── GEGEBENER TEXT ──

Also, ganz ehrlich: Niemand verpasst etwas bei der Roman-Reihe, wenn er oder sie Alypos nicht liest – außer natürlich, eine Geschichte von mir nicht gelesen zu haben 😉
Leszek
Kommen wir also zu dem, was Alypos so besonders für mich macht: Leszek. Denn auch wenn ich – wie wohl fast jede*r Autor*in – immer etwas Persönliches von mir in meine Figuren schreibe (bewusst und unbewusst): Leszek denkt wie ich. Und das macht es irgendwie problematisch.
Also willkommen in meinem Kopf! Vorsicht, da geht es tatsächlich ziemlich sarkastisch und zynisch zu – wie meint ihr schaffe ich es denn sonst, so eine hoffnungslose Optimistin zu bleiben? Denn wenn ich etwas einfach nicht aushalten kann, dann ist es Pathos.
Klingt bisher doch eher alles lustig und jetzt gar nicht so schlimm und ernst? Stimmt, Alypos könnte eine sehr humorvolle Geschichte sein, wenn sie nicht vom Tod handeln würde. Oder eher: vom Sterben. Vom selbstbestimmten Sterben, um genau zu sein.
Denn exakt das ist das Kernthema der Geschichte: Wenn man nicht mehr das Leben wählen kann, sollte man sich für den Tod entscheiden können? Wer hat überhaupt das Recht, darüber zu entscheiden, wann der richtige Zeitpunkt für den eigenen Tod ist? Und wem schuldet man es zu kämpfen, wenn es da nichts mehr zu gewinnen gibt?
Ihr seht: sehr schwere Fragen zu einem sehr schweren Thema. Erörtert von jemanden, der einfach nicht ernst bleiben kann – vor allem nicht, wenn es wirklich ernst wird. Und das war beim Schreiben meine große Sorge: Wann wird es respektlos? Denn das war das eine, das ich hier um jeden Preis verhindern wollte. Und das ist gleichzeitig eines dieser großen Fettnäpfchen, in das ich auch privat gern mal mit Anlauf reinspringe …
Habe ich es geschafft? Ganz ehrlich: Das wird sich zeigen. Zumindest am Humor hatten meine Testleser*innen nichts auszusetzen, und dies ist schon einmal sehr erleichternd. Nie zuvor habe ich so unsicher auf Rückmeldungen gewartet. Denn diesmal ging es nicht nur um meine Geschichte, es ging auch ein kleines Stück um mich.

───
── VORLIEGENDE EINTRÄGE ──

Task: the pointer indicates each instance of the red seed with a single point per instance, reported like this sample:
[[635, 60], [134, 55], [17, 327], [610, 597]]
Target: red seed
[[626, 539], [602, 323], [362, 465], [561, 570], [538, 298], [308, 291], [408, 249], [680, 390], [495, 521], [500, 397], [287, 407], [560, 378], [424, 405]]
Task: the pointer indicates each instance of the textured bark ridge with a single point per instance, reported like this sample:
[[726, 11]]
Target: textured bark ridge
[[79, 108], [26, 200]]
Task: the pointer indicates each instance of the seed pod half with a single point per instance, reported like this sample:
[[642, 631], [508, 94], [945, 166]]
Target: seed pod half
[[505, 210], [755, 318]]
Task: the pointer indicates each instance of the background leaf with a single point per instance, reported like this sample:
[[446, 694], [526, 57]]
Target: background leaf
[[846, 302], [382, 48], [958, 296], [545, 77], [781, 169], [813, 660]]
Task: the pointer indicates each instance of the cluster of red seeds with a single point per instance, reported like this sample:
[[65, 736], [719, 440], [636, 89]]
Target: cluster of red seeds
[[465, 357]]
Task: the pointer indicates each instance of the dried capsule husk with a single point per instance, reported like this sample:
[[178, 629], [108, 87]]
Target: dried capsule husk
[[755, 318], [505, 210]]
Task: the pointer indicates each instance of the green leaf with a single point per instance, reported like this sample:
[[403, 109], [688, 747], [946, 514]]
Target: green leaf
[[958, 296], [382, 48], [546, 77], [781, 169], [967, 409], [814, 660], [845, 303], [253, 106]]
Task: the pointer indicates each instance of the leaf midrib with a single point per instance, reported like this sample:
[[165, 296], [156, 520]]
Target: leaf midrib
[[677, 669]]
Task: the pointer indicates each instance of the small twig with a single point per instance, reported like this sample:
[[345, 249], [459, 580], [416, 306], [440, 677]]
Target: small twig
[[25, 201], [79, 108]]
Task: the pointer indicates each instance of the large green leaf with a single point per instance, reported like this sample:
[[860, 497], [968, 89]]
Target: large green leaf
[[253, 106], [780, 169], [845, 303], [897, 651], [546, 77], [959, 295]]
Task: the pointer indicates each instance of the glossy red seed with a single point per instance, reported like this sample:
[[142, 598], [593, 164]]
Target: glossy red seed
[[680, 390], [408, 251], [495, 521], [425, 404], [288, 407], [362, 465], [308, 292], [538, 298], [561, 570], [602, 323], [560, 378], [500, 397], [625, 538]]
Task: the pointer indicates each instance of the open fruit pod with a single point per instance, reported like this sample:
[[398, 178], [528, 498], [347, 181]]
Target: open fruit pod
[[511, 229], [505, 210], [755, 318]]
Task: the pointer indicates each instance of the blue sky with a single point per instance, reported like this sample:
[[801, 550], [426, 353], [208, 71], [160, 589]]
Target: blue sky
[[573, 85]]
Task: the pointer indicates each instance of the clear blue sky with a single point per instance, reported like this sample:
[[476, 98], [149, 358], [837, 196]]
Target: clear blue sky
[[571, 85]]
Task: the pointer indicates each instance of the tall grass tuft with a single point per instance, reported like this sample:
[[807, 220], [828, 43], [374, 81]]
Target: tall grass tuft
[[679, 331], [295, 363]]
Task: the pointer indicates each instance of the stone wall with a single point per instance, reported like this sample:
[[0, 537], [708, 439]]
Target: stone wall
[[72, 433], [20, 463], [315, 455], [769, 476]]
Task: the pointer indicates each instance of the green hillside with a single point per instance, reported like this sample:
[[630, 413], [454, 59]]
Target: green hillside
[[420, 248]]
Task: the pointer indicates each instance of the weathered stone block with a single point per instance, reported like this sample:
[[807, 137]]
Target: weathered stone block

───

_AUFGABEN:_
• 1. Stimmen die folgenden Aussagen mit dem Text über Alypos überein? Antworte jeweils mit Ja oder Nein und zitiere die entscheidenden Worte des Textes wörtlich. (a) Leszek denkt wie die Person, die den Text geschrieben hat. (b) Die Testleser*innen hatten am Humor etwas auszusetzen. (c) Das Kernthema der Geschichte ist das selbstbestimmte Sterben.
• 2. Übertrage nur die Zeilen der Einträge in eine JSON-Liste von Strings, und zwar beginnend mit dem Anfang der Einträge und endend mit der Zeile, die "169], [813, 660]]" enthält. Nimm beide Enden mit auf, schreibe pro Zeile einen String und lass Leerzeilen weg.
Text und Einträge haben unterschiedliche Quellen.

_ERGEBNISSE JE AUFGABE:_
• 1.
(a) Ja: „Leszek denkt wie ich.“
(b) Nein: „Zumindest am Humor hatten meine Testleser*innen nichts auszusetzen“
(c) Ja: „Vom selbstbestimmten Sterben, um genau zu sein.“ und „Denn exakt das ist das Kernthema der Geschichte“

• 2.
[
  "Task: the pointer indicates each instance of the red seed with a single point per instance, reported like this sample:",
  "[[635, 60], [134, 55], [17, 327], [610, 597]]",
  "Target: red seed",
  "[[626, 539], [602, 323], [362, 465], [561, 570], [538, 298], [308, 291], [408, 249], [680, 390], [495, 521], [500, 397], [287, 407], [560, 378], [424, 405]]",
  "Task: the pointer indicates each instance of the textured bark ridge with a single point per instance, reported like this sample:",
  "[[726, 11]]",
  "Target: textured bark ridge",
  "[[79, 108], [26, 200]]",
  "Task: the pointer indicates each instance of the seed pod half with a single point per instance, reported like this sample:",
  "[[642, 631], [508, 94], [945, 166]]",
  "Target: seed pod half",
  "[[505, 210], [755, 318]]",
  "Task: the pointer indicates each instance of the background leaf with a single point per instance, reported like this sample:",
  "[[446, 694], [526, 57]]",
  "Target: background leaf",
  "[[846, 302], [382, 48], [958, 296], [545, 77], [781, 169], [813, 660]]"
]